(Point localization data)
<<<<
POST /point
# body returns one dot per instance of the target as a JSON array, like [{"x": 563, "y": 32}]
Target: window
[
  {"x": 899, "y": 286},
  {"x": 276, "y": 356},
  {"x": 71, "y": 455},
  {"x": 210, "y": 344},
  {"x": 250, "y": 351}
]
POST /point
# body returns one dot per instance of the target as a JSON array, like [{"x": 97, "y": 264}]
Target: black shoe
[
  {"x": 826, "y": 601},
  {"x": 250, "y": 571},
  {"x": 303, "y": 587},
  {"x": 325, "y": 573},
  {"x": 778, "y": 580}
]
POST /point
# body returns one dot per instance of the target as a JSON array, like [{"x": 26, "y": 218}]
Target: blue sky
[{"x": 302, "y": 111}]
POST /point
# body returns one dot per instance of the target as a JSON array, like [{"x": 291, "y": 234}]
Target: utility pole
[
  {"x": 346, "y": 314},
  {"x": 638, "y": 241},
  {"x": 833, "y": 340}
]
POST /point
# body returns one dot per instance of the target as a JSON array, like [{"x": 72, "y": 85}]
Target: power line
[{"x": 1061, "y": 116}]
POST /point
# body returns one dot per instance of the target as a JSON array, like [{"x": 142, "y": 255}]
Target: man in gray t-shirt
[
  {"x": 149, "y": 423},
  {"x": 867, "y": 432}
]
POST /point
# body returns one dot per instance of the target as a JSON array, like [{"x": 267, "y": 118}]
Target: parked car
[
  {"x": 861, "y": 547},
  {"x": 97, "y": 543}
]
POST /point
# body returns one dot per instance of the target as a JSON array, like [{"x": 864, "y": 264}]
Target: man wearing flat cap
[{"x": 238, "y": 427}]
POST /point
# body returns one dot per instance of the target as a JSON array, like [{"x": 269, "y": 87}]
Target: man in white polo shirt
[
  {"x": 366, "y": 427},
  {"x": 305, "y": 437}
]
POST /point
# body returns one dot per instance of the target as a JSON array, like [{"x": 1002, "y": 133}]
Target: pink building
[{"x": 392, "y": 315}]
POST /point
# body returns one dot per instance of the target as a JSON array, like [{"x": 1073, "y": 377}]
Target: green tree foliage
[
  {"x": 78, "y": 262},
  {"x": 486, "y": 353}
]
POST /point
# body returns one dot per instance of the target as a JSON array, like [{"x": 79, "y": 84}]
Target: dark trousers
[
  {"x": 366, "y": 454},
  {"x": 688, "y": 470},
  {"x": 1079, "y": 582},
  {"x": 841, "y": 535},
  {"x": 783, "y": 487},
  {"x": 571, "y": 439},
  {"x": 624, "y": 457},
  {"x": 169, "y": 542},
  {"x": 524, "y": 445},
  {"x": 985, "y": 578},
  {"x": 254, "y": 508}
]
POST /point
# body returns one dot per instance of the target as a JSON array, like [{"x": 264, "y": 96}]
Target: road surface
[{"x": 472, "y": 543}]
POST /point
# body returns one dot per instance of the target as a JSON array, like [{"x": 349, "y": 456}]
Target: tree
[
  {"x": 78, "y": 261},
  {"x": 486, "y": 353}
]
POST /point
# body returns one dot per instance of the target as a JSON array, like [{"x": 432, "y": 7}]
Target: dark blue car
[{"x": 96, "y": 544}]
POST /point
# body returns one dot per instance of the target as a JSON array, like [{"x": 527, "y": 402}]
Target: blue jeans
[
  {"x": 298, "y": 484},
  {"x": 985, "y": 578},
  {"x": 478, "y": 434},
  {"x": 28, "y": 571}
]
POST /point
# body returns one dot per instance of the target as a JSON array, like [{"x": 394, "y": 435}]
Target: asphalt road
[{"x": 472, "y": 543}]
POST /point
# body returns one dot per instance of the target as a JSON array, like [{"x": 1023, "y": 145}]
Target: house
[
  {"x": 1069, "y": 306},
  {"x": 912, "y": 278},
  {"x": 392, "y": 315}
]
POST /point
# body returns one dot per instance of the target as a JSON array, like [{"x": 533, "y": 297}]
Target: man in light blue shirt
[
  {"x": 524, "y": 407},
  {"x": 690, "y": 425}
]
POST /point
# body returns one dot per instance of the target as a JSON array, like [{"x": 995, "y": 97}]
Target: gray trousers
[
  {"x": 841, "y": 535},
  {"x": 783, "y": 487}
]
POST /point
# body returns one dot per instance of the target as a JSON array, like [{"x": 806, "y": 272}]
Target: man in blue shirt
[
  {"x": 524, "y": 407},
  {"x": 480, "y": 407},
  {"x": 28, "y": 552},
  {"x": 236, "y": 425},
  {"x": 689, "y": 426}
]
>>>>
| WHAT NEEDS TO BE DONE |
Could you give the records again, exactly as they appear?

| ANSWER SECTION |
POST /point
# body returns one dot per instance of the target as a JSON array, like [{"x": 563, "y": 32}]
Target: window
[
  {"x": 899, "y": 286},
  {"x": 276, "y": 356},
  {"x": 71, "y": 455},
  {"x": 210, "y": 344},
  {"x": 250, "y": 351}
]
POST /point
# body returns one dot per instance of the target as a JSON array, like [{"x": 97, "y": 264}]
Target: black shoe
[
  {"x": 826, "y": 601},
  {"x": 250, "y": 571},
  {"x": 303, "y": 587},
  {"x": 325, "y": 573},
  {"x": 778, "y": 580}
]
POST /point
# body returns one dot per instance of the target as a JSON array, like [{"x": 26, "y": 218}]
Target: blue sky
[{"x": 302, "y": 111}]
POST /point
# body returns one dot per instance of the target as a JSON array, like [{"x": 291, "y": 234}]
Target: utility pole
[
  {"x": 346, "y": 314},
  {"x": 638, "y": 241},
  {"x": 833, "y": 340}
]
POST /point
# body returns one dot per instance of the target as a JSON array, like [{"x": 72, "y": 85}]
Target: power line
[{"x": 1061, "y": 116}]
POST /point
# body returns one dot per instance of the target as a JSON array, like [{"x": 142, "y": 255}]
Target: man in gray t-shirt
[
  {"x": 149, "y": 423},
  {"x": 867, "y": 432}
]
POST /point
# body returns one dot per instance of the target as a JSON array, like [{"x": 267, "y": 118}]
Target: parked car
[
  {"x": 861, "y": 547},
  {"x": 97, "y": 543}
]
POST /point
# body returns one dot per instance of the target as a JSON array, like [{"x": 864, "y": 264}]
Target: man wearing flat cap
[{"x": 238, "y": 427}]
POST /point
# body returns one dot per instance of the target as a JSON array, like [{"x": 269, "y": 87}]
Target: man in white polo shirt
[
  {"x": 366, "y": 427},
  {"x": 305, "y": 437}
]
POST /point
# body returns one dot per instance of the target as a JSON array, like [{"x": 1002, "y": 133}]
Target: pink building
[{"x": 392, "y": 315}]
POST /point
# body returns one dot per instance of the target as a JSON array, like [{"x": 1073, "y": 377}]
Target: green tree foliage
[
  {"x": 78, "y": 262},
  {"x": 486, "y": 353}
]
POST /point
# body returns one dot per instance of the target as a JSON array, like [{"x": 79, "y": 84}]
Target: dark trousers
[
  {"x": 366, "y": 454},
  {"x": 688, "y": 470},
  {"x": 1079, "y": 582},
  {"x": 841, "y": 535},
  {"x": 783, "y": 487},
  {"x": 571, "y": 439},
  {"x": 624, "y": 457},
  {"x": 169, "y": 542},
  {"x": 524, "y": 445},
  {"x": 985, "y": 578},
  {"x": 254, "y": 508}
]
POST /point
# body returns one dot per instance of the target as a JSON array, like [{"x": 264, "y": 96}]
Target: road surface
[{"x": 472, "y": 543}]
POST /point
# body returns one dot per instance of the target as a JSON array, like [{"x": 349, "y": 456}]
Target: tree
[
  {"x": 78, "y": 261},
  {"x": 486, "y": 353}
]
POST /point
# body returns one dot per instance of the target as a JSON array, like [{"x": 432, "y": 7}]
Target: dark blue car
[{"x": 96, "y": 544}]
POST /point
# body returns one dot per instance of the target as a JSON array, like [{"x": 527, "y": 402}]
Target: blue jeans
[
  {"x": 298, "y": 484},
  {"x": 985, "y": 578},
  {"x": 478, "y": 434},
  {"x": 28, "y": 571}
]
POST /point
# body returns one dot per instance of the target as a JSON array, like [{"x": 394, "y": 435}]
Target: asphalt road
[{"x": 472, "y": 543}]
POST /point
# body returns one dot per instance of the target as a JSON array, like [{"x": 1023, "y": 145}]
Target: house
[
  {"x": 1069, "y": 306},
  {"x": 912, "y": 278},
  {"x": 392, "y": 315}
]
POST /point
# body returns one dot per instance of the target as a JSON array, like [{"x": 533, "y": 297}]
Target: man in light blue shirt
[
  {"x": 524, "y": 407},
  {"x": 690, "y": 425}
]
POST /point
# body returns one dot per instance of the target as a JSON array, like [{"x": 995, "y": 97}]
Target: gray trousers
[
  {"x": 841, "y": 535},
  {"x": 783, "y": 487}
]
POST /point
# body returns one dot per instance of the target as a JSON array, like [{"x": 806, "y": 272}]
Target: man in blue shirt
[
  {"x": 524, "y": 407},
  {"x": 480, "y": 407},
  {"x": 28, "y": 552},
  {"x": 236, "y": 425},
  {"x": 689, "y": 426}
]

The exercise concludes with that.